──────── Supplied data

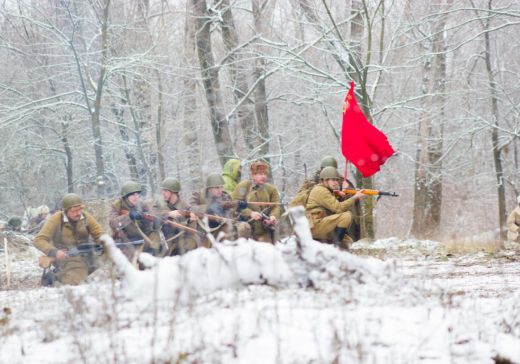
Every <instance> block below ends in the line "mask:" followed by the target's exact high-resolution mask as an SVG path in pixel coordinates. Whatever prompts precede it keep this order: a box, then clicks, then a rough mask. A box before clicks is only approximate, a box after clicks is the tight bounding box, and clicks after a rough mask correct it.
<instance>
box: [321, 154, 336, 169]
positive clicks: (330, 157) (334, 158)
mask: <svg viewBox="0 0 520 364" xmlns="http://www.w3.org/2000/svg"><path fill="white" fill-rule="evenodd" d="M325 167H334V168H338V161H337V160H336V158H334V157H333V156H331V155H328V156H326V157H323V159H322V160H321V163H320V168H322V169H323V168H325Z"/></svg>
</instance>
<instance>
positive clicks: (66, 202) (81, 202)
mask: <svg viewBox="0 0 520 364" xmlns="http://www.w3.org/2000/svg"><path fill="white" fill-rule="evenodd" d="M81 205H83V201H82V200H81V197H79V196H78V195H76V194H75V193H67V194H66V195H65V196H63V199H62V200H61V208H62V209H63V210H64V211H67V210H68V209H70V208H71V207H74V206H81Z"/></svg>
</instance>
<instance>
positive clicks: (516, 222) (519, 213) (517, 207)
mask: <svg viewBox="0 0 520 364" xmlns="http://www.w3.org/2000/svg"><path fill="white" fill-rule="evenodd" d="M506 224H507V240H509V241H516V242H518V230H519V227H520V206H516V207H515V209H514V210H513V211H512V212H511V213H510V214H509V216H508V218H507V221H506Z"/></svg>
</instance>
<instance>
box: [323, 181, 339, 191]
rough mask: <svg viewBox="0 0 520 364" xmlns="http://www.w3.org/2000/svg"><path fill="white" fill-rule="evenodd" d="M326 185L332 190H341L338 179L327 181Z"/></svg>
mask: <svg viewBox="0 0 520 364" xmlns="http://www.w3.org/2000/svg"><path fill="white" fill-rule="evenodd" d="M325 185H326V186H327V187H328V188H330V189H331V190H339V180H337V179H326V180H325Z"/></svg>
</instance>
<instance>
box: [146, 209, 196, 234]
mask: <svg viewBox="0 0 520 364" xmlns="http://www.w3.org/2000/svg"><path fill="white" fill-rule="evenodd" d="M176 211H180V212H181V213H182V211H184V210H176ZM186 212H188V213H189V211H186ZM143 217H144V218H145V219H146V220H153V219H159V220H160V221H161V223H166V224H168V225H170V226H173V227H175V228H178V229H181V230H185V231H188V232H190V233H192V234H197V235H201V236H206V234H204V233H202V232H200V231H198V230H197V229H193V228H190V227H189V226H186V225H183V224H179V223H178V222H175V221H173V220H170V219H168V218H165V217H163V216H162V215H152V214H143Z"/></svg>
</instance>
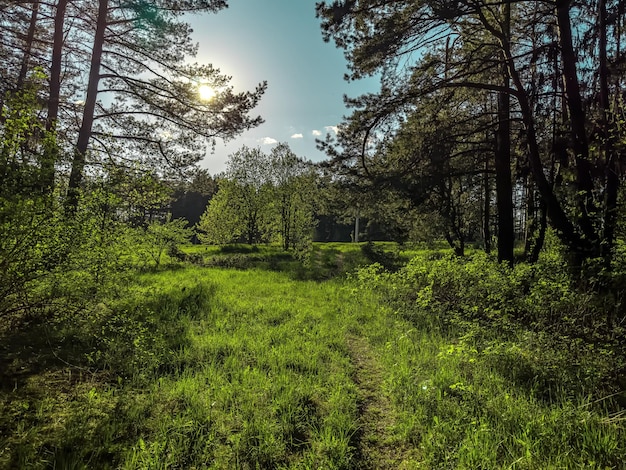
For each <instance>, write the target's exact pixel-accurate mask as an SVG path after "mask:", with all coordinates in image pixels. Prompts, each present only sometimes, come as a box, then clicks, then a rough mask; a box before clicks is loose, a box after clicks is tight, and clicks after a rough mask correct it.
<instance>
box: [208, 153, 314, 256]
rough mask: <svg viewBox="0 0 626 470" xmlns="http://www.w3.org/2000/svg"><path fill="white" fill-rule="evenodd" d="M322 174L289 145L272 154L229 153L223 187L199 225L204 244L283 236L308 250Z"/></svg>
mask: <svg viewBox="0 0 626 470" xmlns="http://www.w3.org/2000/svg"><path fill="white" fill-rule="evenodd" d="M316 184H317V176H316V173H315V171H314V170H313V167H312V165H311V164H310V162H307V161H305V160H303V159H302V158H299V157H297V156H296V155H295V154H294V153H293V152H292V151H291V149H290V148H289V146H288V145H287V144H279V145H277V146H276V147H275V148H274V149H273V150H272V152H271V154H270V155H267V154H265V153H263V152H262V151H261V149H259V148H256V149H250V148H248V147H245V146H244V147H242V148H241V149H240V150H239V151H237V152H235V153H234V154H232V155H230V156H229V158H228V162H227V170H226V172H225V174H224V178H223V179H220V182H219V190H218V192H217V193H216V195H215V196H214V197H213V198H212V199H211V201H210V202H209V205H208V207H207V210H206V212H205V213H204V214H203V216H202V217H201V219H200V222H199V223H198V225H197V229H198V231H199V233H198V238H199V239H200V240H202V241H204V242H205V243H216V244H222V243H229V242H231V241H235V240H237V239H239V238H241V239H242V240H244V241H245V242H246V243H249V244H256V243H259V242H262V241H272V240H275V241H278V242H279V243H281V245H282V246H283V248H284V249H285V250H288V249H290V248H295V249H296V250H298V251H303V250H304V251H306V247H307V246H308V245H309V244H310V242H311V240H312V237H313V229H314V228H315V223H316V222H315V218H314V213H315V201H316V198H317V186H316Z"/></svg>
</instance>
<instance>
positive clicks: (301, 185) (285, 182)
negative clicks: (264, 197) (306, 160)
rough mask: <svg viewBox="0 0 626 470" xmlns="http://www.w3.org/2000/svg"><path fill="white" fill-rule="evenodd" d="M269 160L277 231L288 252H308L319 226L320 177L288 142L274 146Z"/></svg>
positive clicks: (283, 243)
mask: <svg viewBox="0 0 626 470" xmlns="http://www.w3.org/2000/svg"><path fill="white" fill-rule="evenodd" d="M269 160H270V167H269V168H270V184H271V196H270V198H271V207H272V211H273V212H274V214H273V217H272V219H273V220H274V229H273V232H275V233H276V235H277V237H278V239H279V240H280V242H281V244H282V246H283V248H284V249H285V250H288V249H289V248H294V249H305V248H306V247H307V246H308V245H309V244H310V242H311V239H312V233H313V230H314V228H315V225H316V222H315V218H314V213H315V206H316V194H317V187H316V182H317V175H316V173H315V171H314V169H313V167H312V165H311V163H310V162H307V161H306V160H304V159H302V158H299V157H298V156H296V154H295V153H293V152H292V151H291V149H290V148H289V145H287V144H286V143H281V144H278V145H277V146H276V147H274V148H273V149H272V152H271V153H270V156H269Z"/></svg>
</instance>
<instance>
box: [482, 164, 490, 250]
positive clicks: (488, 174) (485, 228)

────────────────

• _What the task requires_: Restate every record above word for word, without images.

• _Finished task_:
Every <instance> block below ends in the line "mask:" followed by the target's exact high-resolution mask as an SVG path in pixel coordinates. Whatever prompts precede it keep this order: a box, then clicks, then a rough mask. A box before clicks is only approximate, a box after clicks is the tight bounding box, and clicks after a rough mask correct it.
<instance>
box: [321, 154, 336, 169]
positive clicks: (330, 157) (334, 158)
mask: <svg viewBox="0 0 520 364" xmlns="http://www.w3.org/2000/svg"><path fill="white" fill-rule="evenodd" d="M325 167H334V168H338V161H337V160H336V158H334V157H333V156H331V155H328V156H326V157H323V159H322V160H321V163H320V168H322V169H323V168H325Z"/></svg>
</instance>
<instance>
positive clicks: (66, 202) (81, 202)
mask: <svg viewBox="0 0 520 364" xmlns="http://www.w3.org/2000/svg"><path fill="white" fill-rule="evenodd" d="M81 205H83V201H82V200H81V197H79V196H78V195H76V194H75V193H67V194H66V195H65V196H63V199H62V200H61V208H62V209H63V210H64V211H67V210H68V209H70V208H71V207H74V206H81Z"/></svg>
</instance>
<instance>
positive clicks: (516, 222) (519, 213) (517, 207)
mask: <svg viewBox="0 0 520 364" xmlns="http://www.w3.org/2000/svg"><path fill="white" fill-rule="evenodd" d="M506 224H507V240H509V241H516V242H518V230H519V227H520V206H516V207H515V209H514V210H513V211H512V212H511V213H510V214H509V216H508V218H507V221H506Z"/></svg>
</instance>
<instance>
box: [323, 181, 339, 191]
rough mask: <svg viewBox="0 0 520 364" xmlns="http://www.w3.org/2000/svg"><path fill="white" fill-rule="evenodd" d="M326 185L332 190H341L338 179L327 181Z"/></svg>
mask: <svg viewBox="0 0 520 364" xmlns="http://www.w3.org/2000/svg"><path fill="white" fill-rule="evenodd" d="M325 185H326V186H327V187H328V188H330V189H331V190H339V180H337V179H326V180H325Z"/></svg>
</instance>
<instance>
box: [146, 209, 196, 234]
mask: <svg viewBox="0 0 520 364" xmlns="http://www.w3.org/2000/svg"><path fill="white" fill-rule="evenodd" d="M176 211H180V212H181V213H182V211H184V210H176ZM186 212H188V213H189V211H186ZM143 217H144V218H145V219H146V220H153V219H159V220H160V221H161V223H166V224H168V225H170V226H173V227H175V228H178V229H181V230H185V231H188V232H190V233H192V234H197V235H201V236H206V234H204V233H202V232H200V231H198V230H197V229H193V228H190V227H189V226H186V225H183V224H179V223H178V222H175V221H173V220H170V219H168V218H165V217H163V216H162V215H152V214H143Z"/></svg>
</instance>
For each <instance>, write the target's exact pixel-accurate mask as an SVG path after "mask:", with all coordinates in image pixels. Prompts, each present only sometimes, come as a box, then clicks, then a rough mask; a box before clicks is loose, a box after clicks is tight, and clicks after a rough mask correct it.
<instance>
box: [208, 153, 314, 256]
rough mask: <svg viewBox="0 0 626 470" xmlns="http://www.w3.org/2000/svg"><path fill="white" fill-rule="evenodd" d="M322 174L289 145L272 154L229 153L223 187L199 225L204 244L283 236L308 250Z"/></svg>
mask: <svg viewBox="0 0 626 470" xmlns="http://www.w3.org/2000/svg"><path fill="white" fill-rule="evenodd" d="M316 184H317V176H316V173H315V171H314V170H313V167H312V165H311V164H310V162H307V161H305V160H303V159H302V158H299V157H297V156H296V155H295V154H294V153H293V152H292V151H291V149H290V148H289V146H288V145H287V144H279V145H277V146H276V147H275V148H274V149H273V150H272V152H271V154H270V155H267V154H265V153H263V152H262V151H261V149H259V148H256V149H250V148H248V147H245V146H244V147H242V148H241V149H240V150H239V151H237V152H235V153H234V154H232V155H230V156H229V158H228V162H227V170H226V172H225V174H224V178H223V179H220V182H219V190H218V192H217V193H216V195H215V196H214V197H213V198H212V199H211V201H210V202H209V205H208V207H207V210H206V212H205V213H204V214H203V216H202V217H201V219H200V222H199V223H198V225H197V229H198V231H199V233H198V238H199V239H200V240H202V241H204V242H205V243H216V244H222V243H229V242H231V241H235V240H237V239H239V238H241V239H242V240H244V241H245V242H246V243H249V244H256V243H259V242H262V241H272V240H275V241H278V242H279V243H281V245H282V246H283V248H284V249H285V250H288V249H290V248H295V249H296V250H298V251H303V250H304V251H306V247H307V246H308V245H309V244H310V242H311V240H312V237H313V229H314V228H315V223H316V222H315V218H314V213H315V201H316V198H317V186H316Z"/></svg>
</instance>
<instance>
positive clicks: (301, 185) (285, 182)
negative clicks: (264, 197) (306, 160)
rough mask: <svg viewBox="0 0 626 470" xmlns="http://www.w3.org/2000/svg"><path fill="white" fill-rule="evenodd" d="M269 160L277 231L288 252H308L319 226L320 177L288 142L274 146Z"/></svg>
positive clicks: (283, 243)
mask: <svg viewBox="0 0 626 470" xmlns="http://www.w3.org/2000/svg"><path fill="white" fill-rule="evenodd" d="M269 160H270V167H269V168H270V184H271V196H270V198H271V207H272V211H273V212H274V214H273V217H272V219H273V220H274V229H273V232H275V233H276V235H277V237H278V239H279V240H280V242H281V244H282V246H283V248H284V249H285V250H288V249H289V248H294V249H305V248H306V247H307V246H308V245H309V244H310V242H311V239H312V233H313V230H314V228H315V225H316V222H315V218H314V213H315V206H316V194H317V187H316V182H317V175H316V173H315V171H314V169H313V167H312V165H311V163H310V162H307V161H306V160H304V159H302V158H299V157H298V156H296V154H295V153H293V152H292V151H291V149H290V148H289V145H287V144H286V143H281V144H278V145H277V146H276V147H274V148H273V149H272V152H271V153H270V156H269Z"/></svg>
</instance>
<instance>
box: [482, 164, 490, 250]
positive clicks: (488, 174) (485, 228)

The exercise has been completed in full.